EXTRAIT DU TEXTE.

┌────────

AA : Ben c’était dans l’obligation quoi, suite aux travaux. Après…pas évident. La maison c’est la maison… Après…
EC : Que voulez-vous dire par « pas évident » ?
AA : De vivre ailleurs…
EC : C’était comment ?
AA : On était dans la ville d’à côté, dans un appartement, après on cherche à voir avec les assurances, mais… on vivait à trois dans une chambre pendant 14 mois… on a vécu à trois dans la même chambre et puis… Non, je peux pas vivre ailleurs… Après chacun voit… Ne me dîtes pas d’aller vivre à Paris demain, j’irai pas…
EC : Et comment s’est terminée l’inondation pour vous ?
AA : Ca a duré 6 semaines et il y a eux les travaux 14 mois. C’est arrivé en avril et on a reprit la maison au moins de mai l’année d’après.
EC : Est ce que vous saviez que votre maison était vulnérable aux inondations ?

└────────

Extrait d'un jeu de données.
┌────────

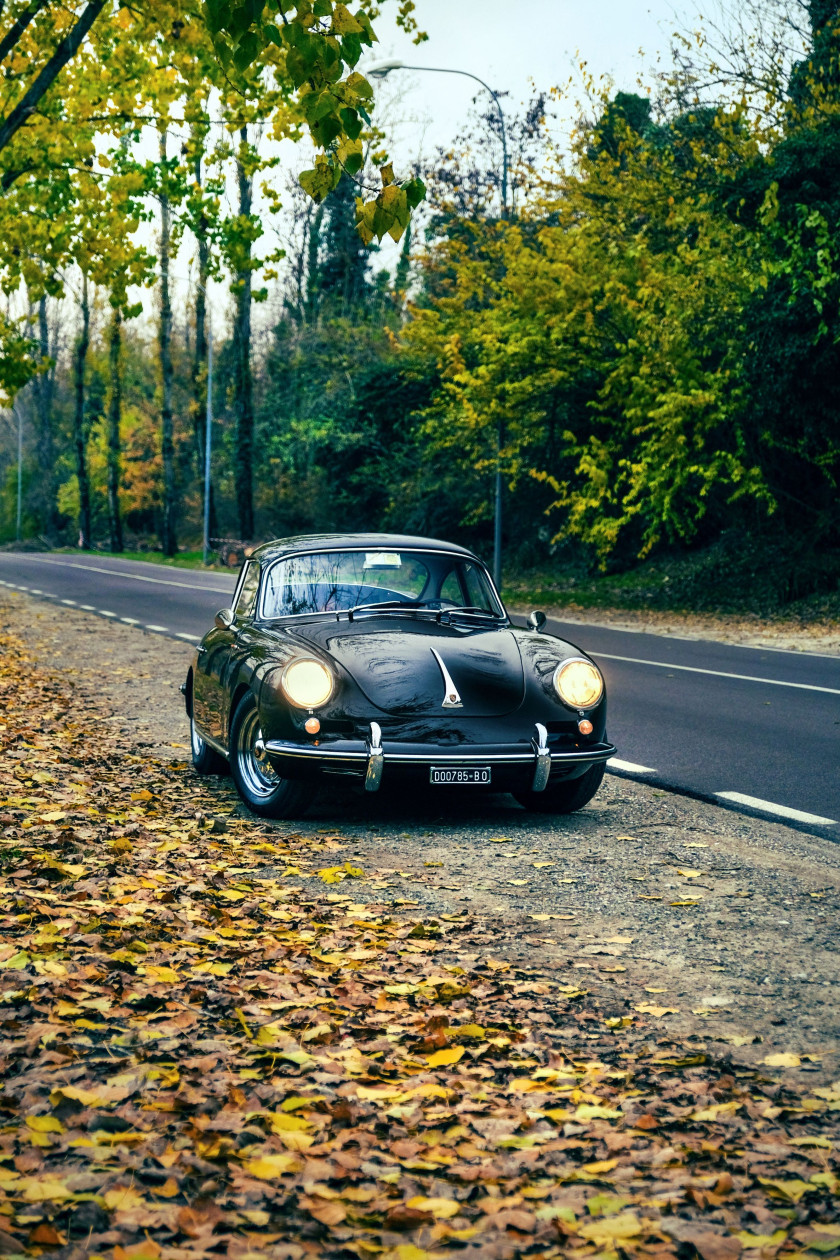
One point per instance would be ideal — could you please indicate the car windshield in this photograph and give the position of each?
(341, 581)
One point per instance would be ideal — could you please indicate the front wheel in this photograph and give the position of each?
(262, 789)
(564, 798)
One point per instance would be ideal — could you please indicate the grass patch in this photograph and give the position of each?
(184, 560)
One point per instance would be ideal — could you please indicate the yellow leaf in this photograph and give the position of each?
(760, 1240)
(717, 1109)
(124, 1198)
(440, 1207)
(35, 1190)
(44, 1124)
(268, 1167)
(611, 1229)
(790, 1190)
(443, 1057)
(163, 974)
(282, 1122)
(601, 1166)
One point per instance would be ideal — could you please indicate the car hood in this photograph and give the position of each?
(392, 662)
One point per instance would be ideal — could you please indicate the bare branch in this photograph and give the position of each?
(64, 52)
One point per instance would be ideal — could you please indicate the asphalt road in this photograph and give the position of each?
(751, 728)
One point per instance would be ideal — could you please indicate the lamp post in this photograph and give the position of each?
(380, 71)
(20, 463)
(208, 436)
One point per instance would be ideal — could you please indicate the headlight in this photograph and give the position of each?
(307, 683)
(578, 683)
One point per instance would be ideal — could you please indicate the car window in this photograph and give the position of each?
(479, 594)
(247, 599)
(336, 581)
(451, 590)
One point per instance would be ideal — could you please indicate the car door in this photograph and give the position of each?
(217, 657)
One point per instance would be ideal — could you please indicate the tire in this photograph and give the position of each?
(205, 760)
(564, 798)
(261, 788)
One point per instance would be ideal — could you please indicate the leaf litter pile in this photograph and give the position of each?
(212, 1043)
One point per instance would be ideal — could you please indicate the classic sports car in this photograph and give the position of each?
(391, 659)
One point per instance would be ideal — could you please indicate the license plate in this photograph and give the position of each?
(461, 775)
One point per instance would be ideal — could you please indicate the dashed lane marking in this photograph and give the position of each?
(770, 807)
(719, 673)
(131, 577)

└────────

ÉNONCÉ DU PROBLÈME.
D'après l'entretien sur l'inondation, combien de temps les travaux ont-ils duré selon AA ? Ces lignes constituent un matériau indépendant du texte.

RÉPONSE.
Les travaux ont duré 14 mois.